start Input data
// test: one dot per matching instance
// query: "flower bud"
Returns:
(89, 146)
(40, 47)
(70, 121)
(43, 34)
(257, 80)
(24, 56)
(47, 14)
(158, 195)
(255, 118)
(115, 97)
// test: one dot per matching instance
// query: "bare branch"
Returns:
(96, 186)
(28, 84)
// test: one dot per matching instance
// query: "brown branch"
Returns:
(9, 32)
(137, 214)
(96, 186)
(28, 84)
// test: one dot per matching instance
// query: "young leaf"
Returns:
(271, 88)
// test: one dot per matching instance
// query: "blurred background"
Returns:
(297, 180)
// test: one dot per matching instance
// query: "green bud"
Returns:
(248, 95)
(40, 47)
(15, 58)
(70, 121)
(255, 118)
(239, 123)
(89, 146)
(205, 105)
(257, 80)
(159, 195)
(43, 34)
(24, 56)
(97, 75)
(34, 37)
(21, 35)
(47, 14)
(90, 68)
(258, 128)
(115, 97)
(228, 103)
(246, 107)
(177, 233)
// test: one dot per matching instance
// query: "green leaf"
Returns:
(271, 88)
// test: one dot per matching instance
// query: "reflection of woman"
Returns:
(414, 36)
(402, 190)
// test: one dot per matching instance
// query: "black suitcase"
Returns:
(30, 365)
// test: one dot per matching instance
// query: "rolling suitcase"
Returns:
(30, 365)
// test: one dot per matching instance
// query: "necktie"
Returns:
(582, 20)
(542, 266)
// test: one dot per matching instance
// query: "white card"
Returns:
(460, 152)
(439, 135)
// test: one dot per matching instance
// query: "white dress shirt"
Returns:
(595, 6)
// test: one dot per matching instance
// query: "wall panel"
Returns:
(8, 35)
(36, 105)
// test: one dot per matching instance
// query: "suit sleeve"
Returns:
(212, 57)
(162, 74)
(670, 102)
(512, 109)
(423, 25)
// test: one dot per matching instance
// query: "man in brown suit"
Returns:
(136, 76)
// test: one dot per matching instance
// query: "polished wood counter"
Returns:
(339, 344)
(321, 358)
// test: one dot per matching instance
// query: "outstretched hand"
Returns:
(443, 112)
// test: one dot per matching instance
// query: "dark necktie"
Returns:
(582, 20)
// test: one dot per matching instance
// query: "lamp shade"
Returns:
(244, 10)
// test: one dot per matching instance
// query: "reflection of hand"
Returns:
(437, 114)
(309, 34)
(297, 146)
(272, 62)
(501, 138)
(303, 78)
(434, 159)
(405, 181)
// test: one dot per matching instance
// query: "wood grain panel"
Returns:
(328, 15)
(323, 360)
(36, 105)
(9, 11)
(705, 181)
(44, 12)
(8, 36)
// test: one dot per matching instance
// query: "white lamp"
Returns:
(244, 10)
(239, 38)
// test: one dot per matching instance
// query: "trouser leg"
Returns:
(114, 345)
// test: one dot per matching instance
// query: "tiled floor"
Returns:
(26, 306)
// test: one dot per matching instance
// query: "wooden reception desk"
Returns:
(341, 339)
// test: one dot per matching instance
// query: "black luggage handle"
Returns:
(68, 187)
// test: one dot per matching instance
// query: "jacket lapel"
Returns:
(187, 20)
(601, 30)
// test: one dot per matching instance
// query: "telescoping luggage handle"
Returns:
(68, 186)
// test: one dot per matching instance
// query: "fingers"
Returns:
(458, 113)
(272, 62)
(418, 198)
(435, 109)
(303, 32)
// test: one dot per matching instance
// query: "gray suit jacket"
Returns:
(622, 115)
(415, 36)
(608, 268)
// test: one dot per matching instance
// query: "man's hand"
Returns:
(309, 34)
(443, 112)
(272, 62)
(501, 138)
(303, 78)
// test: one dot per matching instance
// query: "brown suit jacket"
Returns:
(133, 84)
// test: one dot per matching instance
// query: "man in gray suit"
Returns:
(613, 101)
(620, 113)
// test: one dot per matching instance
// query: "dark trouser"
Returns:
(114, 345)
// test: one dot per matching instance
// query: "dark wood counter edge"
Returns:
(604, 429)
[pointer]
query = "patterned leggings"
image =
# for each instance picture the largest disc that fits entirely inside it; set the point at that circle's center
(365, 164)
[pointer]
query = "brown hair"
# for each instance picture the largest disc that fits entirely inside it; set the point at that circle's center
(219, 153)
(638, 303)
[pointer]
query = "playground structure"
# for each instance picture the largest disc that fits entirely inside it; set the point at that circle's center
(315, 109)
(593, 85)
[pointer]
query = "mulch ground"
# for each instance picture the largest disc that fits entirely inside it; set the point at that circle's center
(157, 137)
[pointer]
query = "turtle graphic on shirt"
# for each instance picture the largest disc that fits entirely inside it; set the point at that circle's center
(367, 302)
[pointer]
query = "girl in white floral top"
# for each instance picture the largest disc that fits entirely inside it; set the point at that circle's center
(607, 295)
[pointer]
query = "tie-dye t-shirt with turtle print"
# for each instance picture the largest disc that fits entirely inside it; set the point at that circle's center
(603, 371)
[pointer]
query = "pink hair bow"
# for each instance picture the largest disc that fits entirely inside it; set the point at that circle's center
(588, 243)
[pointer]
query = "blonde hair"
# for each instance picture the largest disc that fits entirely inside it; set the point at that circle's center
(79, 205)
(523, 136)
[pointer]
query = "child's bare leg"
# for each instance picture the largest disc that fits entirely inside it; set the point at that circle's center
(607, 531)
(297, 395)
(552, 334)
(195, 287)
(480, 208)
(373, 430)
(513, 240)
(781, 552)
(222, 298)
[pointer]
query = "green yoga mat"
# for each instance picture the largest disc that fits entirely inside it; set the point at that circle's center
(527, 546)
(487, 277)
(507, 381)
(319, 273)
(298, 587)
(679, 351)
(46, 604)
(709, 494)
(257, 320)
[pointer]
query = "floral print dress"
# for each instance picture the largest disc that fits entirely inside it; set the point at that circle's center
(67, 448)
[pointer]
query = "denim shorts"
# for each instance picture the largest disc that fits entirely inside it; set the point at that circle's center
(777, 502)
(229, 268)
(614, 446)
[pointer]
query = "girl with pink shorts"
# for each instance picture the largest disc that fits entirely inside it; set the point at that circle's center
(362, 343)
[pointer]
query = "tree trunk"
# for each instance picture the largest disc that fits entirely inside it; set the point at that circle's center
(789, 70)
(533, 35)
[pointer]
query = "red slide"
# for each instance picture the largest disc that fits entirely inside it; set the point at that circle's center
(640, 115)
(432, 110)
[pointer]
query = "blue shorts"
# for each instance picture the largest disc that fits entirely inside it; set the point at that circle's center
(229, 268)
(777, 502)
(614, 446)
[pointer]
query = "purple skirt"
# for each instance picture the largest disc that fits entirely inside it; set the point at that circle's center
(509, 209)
end Input data
- [What is asked]
Select each line in the items above that contains the word "handle", and copy those lines out.

- [Output for this task]
// query: "black luggage handle"
// query: "telescoping luggage handle"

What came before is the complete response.